[Records contained in a dataset]
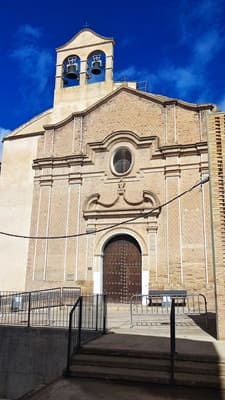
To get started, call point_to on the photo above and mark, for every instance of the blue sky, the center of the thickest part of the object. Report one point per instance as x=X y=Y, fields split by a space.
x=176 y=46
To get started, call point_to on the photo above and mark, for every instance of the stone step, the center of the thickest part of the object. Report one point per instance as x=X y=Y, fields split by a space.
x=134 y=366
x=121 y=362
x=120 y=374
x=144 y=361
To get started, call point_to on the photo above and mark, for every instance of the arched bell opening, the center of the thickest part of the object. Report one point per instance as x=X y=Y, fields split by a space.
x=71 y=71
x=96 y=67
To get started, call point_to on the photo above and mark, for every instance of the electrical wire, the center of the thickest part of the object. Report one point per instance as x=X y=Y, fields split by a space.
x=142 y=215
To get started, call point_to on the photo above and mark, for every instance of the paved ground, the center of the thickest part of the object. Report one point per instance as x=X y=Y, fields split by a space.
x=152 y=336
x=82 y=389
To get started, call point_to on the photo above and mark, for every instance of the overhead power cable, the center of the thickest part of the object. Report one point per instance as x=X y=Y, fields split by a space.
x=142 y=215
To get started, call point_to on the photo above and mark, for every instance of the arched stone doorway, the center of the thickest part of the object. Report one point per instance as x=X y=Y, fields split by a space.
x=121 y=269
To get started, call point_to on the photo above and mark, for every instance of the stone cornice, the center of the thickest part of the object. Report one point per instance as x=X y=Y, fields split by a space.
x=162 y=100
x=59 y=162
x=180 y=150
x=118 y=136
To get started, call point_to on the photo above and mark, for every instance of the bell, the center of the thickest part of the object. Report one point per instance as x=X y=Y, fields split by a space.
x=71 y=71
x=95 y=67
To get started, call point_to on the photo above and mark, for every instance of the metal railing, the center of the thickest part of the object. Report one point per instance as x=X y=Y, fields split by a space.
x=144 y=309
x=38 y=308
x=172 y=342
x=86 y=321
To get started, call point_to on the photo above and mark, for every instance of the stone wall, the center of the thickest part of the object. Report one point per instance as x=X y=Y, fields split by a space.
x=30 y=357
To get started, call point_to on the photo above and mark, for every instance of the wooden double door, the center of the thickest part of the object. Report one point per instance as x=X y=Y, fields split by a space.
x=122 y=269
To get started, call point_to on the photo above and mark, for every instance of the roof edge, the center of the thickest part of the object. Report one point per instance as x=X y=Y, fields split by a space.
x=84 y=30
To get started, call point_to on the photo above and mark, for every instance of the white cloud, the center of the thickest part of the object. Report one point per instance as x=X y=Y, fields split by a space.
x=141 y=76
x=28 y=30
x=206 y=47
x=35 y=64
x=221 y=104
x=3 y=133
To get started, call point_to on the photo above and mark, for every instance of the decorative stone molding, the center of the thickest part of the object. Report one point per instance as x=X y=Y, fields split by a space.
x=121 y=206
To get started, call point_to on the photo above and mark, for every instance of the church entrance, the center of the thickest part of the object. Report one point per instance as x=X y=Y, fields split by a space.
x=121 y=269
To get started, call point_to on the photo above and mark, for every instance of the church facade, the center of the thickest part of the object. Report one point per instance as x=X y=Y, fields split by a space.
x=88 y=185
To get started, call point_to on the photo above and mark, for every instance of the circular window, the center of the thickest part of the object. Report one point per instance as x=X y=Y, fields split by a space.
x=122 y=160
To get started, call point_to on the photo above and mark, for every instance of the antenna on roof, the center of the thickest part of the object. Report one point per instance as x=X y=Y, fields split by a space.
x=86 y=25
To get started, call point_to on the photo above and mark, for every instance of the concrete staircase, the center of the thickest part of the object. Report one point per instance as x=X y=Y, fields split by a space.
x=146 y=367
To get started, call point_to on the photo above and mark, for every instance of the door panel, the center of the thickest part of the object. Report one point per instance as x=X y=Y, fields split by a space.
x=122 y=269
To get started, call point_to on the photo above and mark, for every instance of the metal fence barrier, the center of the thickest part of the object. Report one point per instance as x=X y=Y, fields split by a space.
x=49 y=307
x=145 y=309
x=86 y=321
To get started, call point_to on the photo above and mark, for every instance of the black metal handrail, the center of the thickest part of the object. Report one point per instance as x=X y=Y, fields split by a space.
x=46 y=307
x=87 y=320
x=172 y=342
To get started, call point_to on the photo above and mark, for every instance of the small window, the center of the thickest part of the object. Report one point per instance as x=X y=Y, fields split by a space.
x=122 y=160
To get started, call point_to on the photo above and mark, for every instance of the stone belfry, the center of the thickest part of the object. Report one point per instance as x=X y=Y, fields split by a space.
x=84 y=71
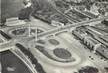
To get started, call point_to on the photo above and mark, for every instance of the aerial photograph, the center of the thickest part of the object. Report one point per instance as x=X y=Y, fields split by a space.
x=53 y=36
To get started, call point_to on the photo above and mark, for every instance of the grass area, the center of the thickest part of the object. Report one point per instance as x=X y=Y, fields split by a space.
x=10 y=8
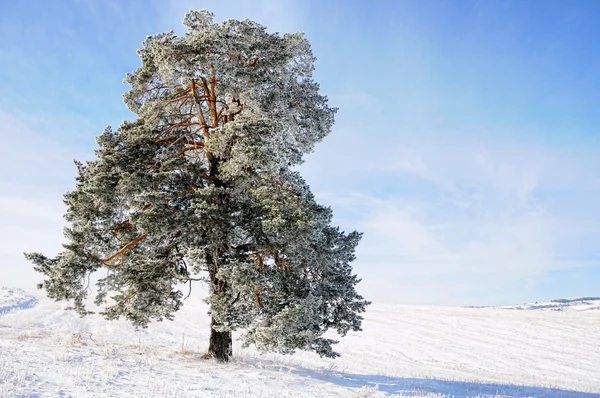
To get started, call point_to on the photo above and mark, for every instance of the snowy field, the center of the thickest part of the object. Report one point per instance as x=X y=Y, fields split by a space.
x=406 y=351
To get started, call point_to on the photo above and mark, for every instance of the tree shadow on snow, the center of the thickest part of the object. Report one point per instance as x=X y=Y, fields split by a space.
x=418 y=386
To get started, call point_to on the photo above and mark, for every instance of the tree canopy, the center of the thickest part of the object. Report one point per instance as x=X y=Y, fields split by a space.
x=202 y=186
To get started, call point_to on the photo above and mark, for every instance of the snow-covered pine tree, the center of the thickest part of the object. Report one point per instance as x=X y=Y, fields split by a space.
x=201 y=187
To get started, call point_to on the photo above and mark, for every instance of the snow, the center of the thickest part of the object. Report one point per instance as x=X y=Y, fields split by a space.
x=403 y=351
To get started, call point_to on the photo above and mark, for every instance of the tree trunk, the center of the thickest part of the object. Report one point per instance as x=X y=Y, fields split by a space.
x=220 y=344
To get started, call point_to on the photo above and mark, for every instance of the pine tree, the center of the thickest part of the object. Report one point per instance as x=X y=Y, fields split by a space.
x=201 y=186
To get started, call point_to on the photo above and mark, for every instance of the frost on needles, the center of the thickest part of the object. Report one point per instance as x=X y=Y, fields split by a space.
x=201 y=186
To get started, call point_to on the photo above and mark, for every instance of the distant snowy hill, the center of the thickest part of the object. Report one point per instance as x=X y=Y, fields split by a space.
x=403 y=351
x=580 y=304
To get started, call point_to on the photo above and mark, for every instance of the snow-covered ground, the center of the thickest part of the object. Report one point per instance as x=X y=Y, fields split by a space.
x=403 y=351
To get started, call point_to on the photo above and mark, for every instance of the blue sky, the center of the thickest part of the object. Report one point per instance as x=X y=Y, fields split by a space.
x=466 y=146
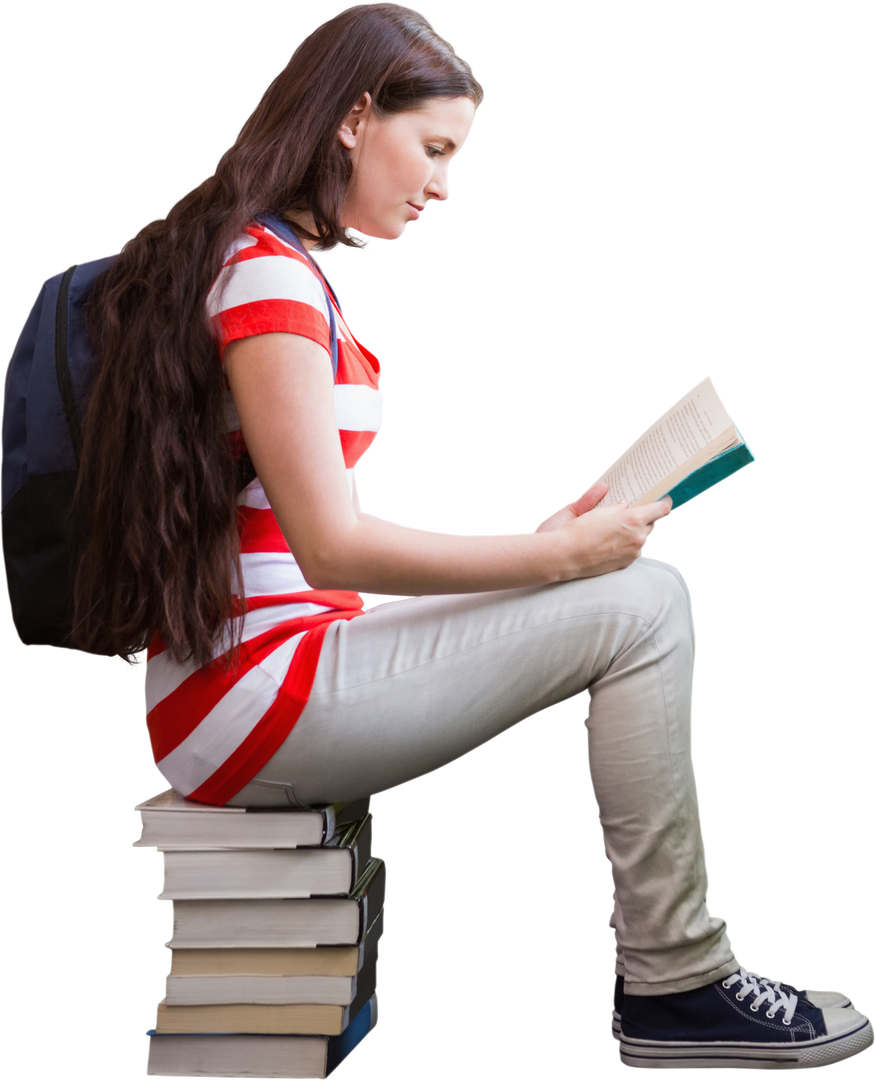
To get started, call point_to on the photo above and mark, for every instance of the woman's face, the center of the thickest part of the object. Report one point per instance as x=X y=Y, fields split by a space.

▸ **YOUR ASSIGNMENT**
What's needed here is an exact repeat of all the records above, pictures excluded.

▸ **FINAL ANSWER**
To get started, call point_to on the photo above and mark, for every instance of the blue sky, the center of the thickest part of the object. Report one point per instance as x=X y=Y, fields split by a space.
x=176 y=46
To get started, call point_to on the photo above and mark, for every instance of the stone step, the center of the thickest part of the object. Report one point per instance as x=X y=Y, fields split by a space.
x=134 y=366
x=121 y=362
x=120 y=374
x=144 y=361
To get started, call point_to on the photo above and mark, for every instance of the arched bell opening, the center of the thickest part of the object. Report one point per instance as x=X y=Y, fields split by a space.
x=71 y=71
x=96 y=67
To get started, call point_to on the photo above and mark, for every instance of the electrical wire, the center of the thickest part of the object. Report one point per instance as x=X y=Y, fields split by a space.
x=142 y=215
To get started, call point_to on the photo above and mark, for every instance of the paved ground, the center of the thickest part of the object. Report one point per instance as x=X y=Y, fields split by a space.
x=152 y=336
x=82 y=389
To get started, call point_to on the photo above and mark, for every instance of the overhead power cable, the center of the thickest part of the object. Report one point per instance as x=X y=Y, fields split by a space.
x=142 y=215
To get started, call point_to on the photo above and mark, for every instance of the arched stone doorway, the center of the thickest part of the object. Report one point per instance as x=X y=Y, fields split by a space.
x=121 y=269
To get started, call point_to on the photo above and mark, for every instance of the stone cornice, the center of the thickest part of the object. Report one point per instance as x=X y=Y, fields split by a space.
x=162 y=100
x=59 y=162
x=180 y=150
x=118 y=136
To get started, call point_to on the photo above and mark, for every instance of the bell, the center of the thickest part of the object. Report one point per instance as x=X y=Y, fields split by a space.
x=71 y=71
x=95 y=67
To get started, call point_to on the photo above and mark, for every instance of the metal railing, the center of the thickest part of the object. Report one point per instance as x=X y=Y, fields split by a space.
x=144 y=309
x=38 y=308
x=172 y=342
x=86 y=321
To get started, call point_to on the photo above and mark, for every instance of the stone wall, the center of the thickest part of the object. Report one point per instance as x=X y=Y, fields split by a space.
x=30 y=357
To get started, call point_to on the photo above and mark, for every instance of the wooden double door, the center of the thickest part of the object. Report one point per instance as x=X y=Y, fields split by a space.
x=122 y=269
To get started, call point_to on the photo above and mark, for every instance of the roof edge, the center of the thickest part of the object. Report one point per instance as x=X y=Y, fields split by a space.
x=84 y=30
To get started, call point_to on the photo above and mark, for every instance of the white cloud, the center of the thickest part of the object. Report one point per instance as x=X y=Y, fields split by a space.
x=141 y=76
x=28 y=30
x=206 y=47
x=35 y=64
x=221 y=104
x=3 y=133
To get started, call point_to on the photo above and mark, for every instance of the decorative stone molding, the center of the thickest part of the object. Report one point per instance as x=X y=Y, fields split by a space.
x=121 y=206
To get started, call point_to on the photo above and mark, for every instance of the church entrance, the center of the thickest part of the object. Report one point per instance as x=X y=Y, fields split by a space.
x=121 y=269
To get started, call point_to on the photo above and mark, for every instance of the church facade, the center of the thickest part of the object. Report one point per instance as x=X y=Y, fields split by a space.
x=88 y=185
To get started, call point_to on the photo above and mark, for every instance of the circular window, the center of the thickest part of the object. Report one point per instance as x=X y=Y, fields split by a space.
x=122 y=160
To get started, call point_to on the photo above and mark, for every instance of the antenna on roof, the center of the thickest part of the object. Report one point per instance as x=X y=Y, fields split by a space.
x=86 y=25
To get started, call point_to on the photo above and mark, for every instance of the concrete staircase, the center of the thickest part of the object. Report one point per instance as x=X y=Y, fields split by a space.
x=146 y=367
To get started, call point_to on the photo above and mark, for every instance of the door panel, the center of the thickest part of the object. Report one point per instance as x=X y=Y, fields split by a space.
x=122 y=269
To get started, call point_to on the photo above and mark, for every instance of the metal fence barrier, the center of the thickest part of the object. Report one point per instance as x=X y=Y, fields split by a space.
x=49 y=307
x=145 y=309
x=86 y=321
To get started, call point_to on the photo above and mark, for every instance of the black metal handrail, the center of the thickest part of the object. Report one point per instance as x=X y=Y, fields split by a space.
x=46 y=307
x=87 y=320
x=172 y=342
To get started, call point_to on the photo above and mark, for every instance of the small window, the center of the thickest part of the object. Report one point per instance as x=X y=Y, fields split by a space.
x=122 y=160
To get started, call point_to on the photo above and mark, for every instance of the stone belfry, the center of the thickest part of the object. Report one point per instance as x=X y=Y, fields split by a space.
x=84 y=71
To get started, call point_to on the photo above and mark, for every instance of the aerial photograph, the center of the thickest part of the object. Report one point per instance as x=X y=Y, fields split by a space.
x=53 y=36
To get started, call point_to on the photo above and mark, for every instance of the grass area, the center of the thickest part of the object. Report one point per instance as x=X y=Y, fields split by a space.
x=10 y=8
To get started, call point_to on the photo above and mark, for every instance of the snowy field, the center of the thickest part of the object. Report one point per instance as x=X y=Y, fields split by a space.
x=406 y=351
To get started, call point_to on the photo above and mark, for every instance of the tree shadow on snow, the center of the thickest part of the object. Report one point per instance as x=X y=Y, fields split by a space.
x=418 y=386
To get started, call point_to on the photo above and mark, for every instance of the tree canopy, the center of the thickest part of the object. Report one point per instance as x=X y=Y, fields split by a space.
x=202 y=186
To get started, call point_to on the photo above and mark, for every instance of the snow-covered pine tree, the center of the thickest part of the object. Report one point per instance as x=X y=Y, fields split by a space.
x=201 y=187
To get started, call point_to on the photo above and mark, for every instance of the snow, the center of the thickest part of the object. Report one point per instance as x=X y=Y, fields split by a space.
x=403 y=351
To get started, call point_to on the photo above and mark, for every instance of the tree trunk, the center of the thickest part of the object. Report one point per instance as x=X y=Y, fields split by a space.
x=220 y=344
To get started, call point_to on the photo above and mark, for every instance of the pine tree, the center of the thickest part of the object. Report one point per instance as x=X y=Y, fields split by a space.
x=201 y=186
To get started, call point_to on the photo above and mark, for every instance of the frost on needles, the center of the thickest part of the object. Report one point per instance as x=X y=Y, fields split by a space.
x=201 y=186
To get started, call point_to on the photo above and mark, for every instance of the distant snowy hill, the center of the thickest part of the object. Report one point per instance as x=X y=Y, fields split by a space.
x=403 y=351
x=580 y=304
To get started, call point_to on the photo above and mark, for every instance of the snow-covered ground, the center of the thickest part of the object. Report one point per instance as x=X y=Y, fields split by a space.
x=403 y=351
To get started, call point_to on the photo above and mark, for every instance of the blue sky, the center of the thickest part of the object. Report one point per instance as x=X y=Y, fields split by a space.
x=466 y=146
To get started, call point_to on the photo above and mark, for every instance of the woman's face, the center of the thickest part of the object. Report one point per instance as x=X y=Y, fields split by a space.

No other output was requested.